Exercise objective: Output the lines below verbatim, from first to last, and omit the pictures.
..............................
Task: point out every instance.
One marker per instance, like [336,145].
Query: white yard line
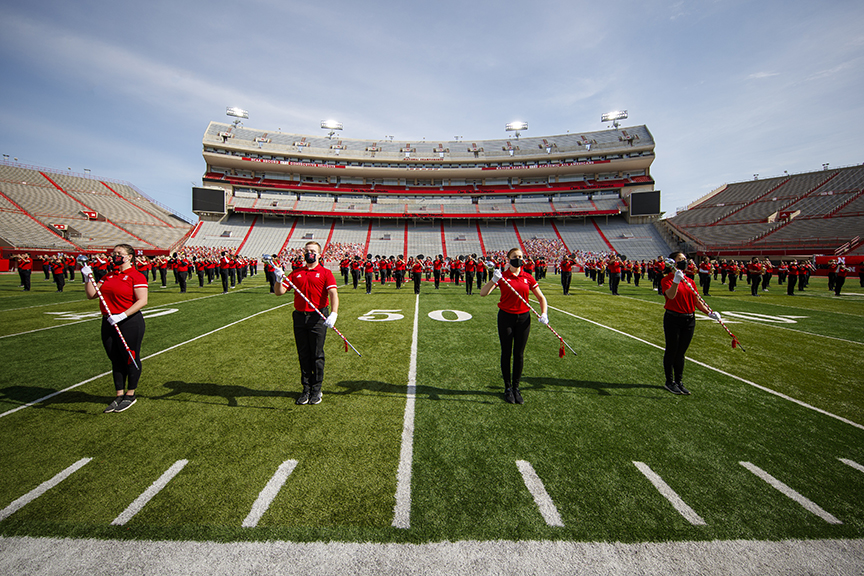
[667,492]
[541,496]
[13,410]
[402,509]
[763,388]
[268,494]
[808,504]
[41,489]
[148,494]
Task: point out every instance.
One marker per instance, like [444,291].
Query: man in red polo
[318,285]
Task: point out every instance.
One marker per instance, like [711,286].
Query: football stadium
..............................
Result for this exercise:
Task: point out every instance.
One marker per instance, like [336,145].
Query: white yard line
[667,492]
[541,496]
[13,410]
[402,509]
[763,388]
[268,494]
[808,504]
[41,489]
[148,494]
Task: point out every instance.
One marker per instance, like [444,291].
Query: man in red polo
[318,285]
Task: point out every instance.
One marker per instance, like [711,286].
Query: football stadium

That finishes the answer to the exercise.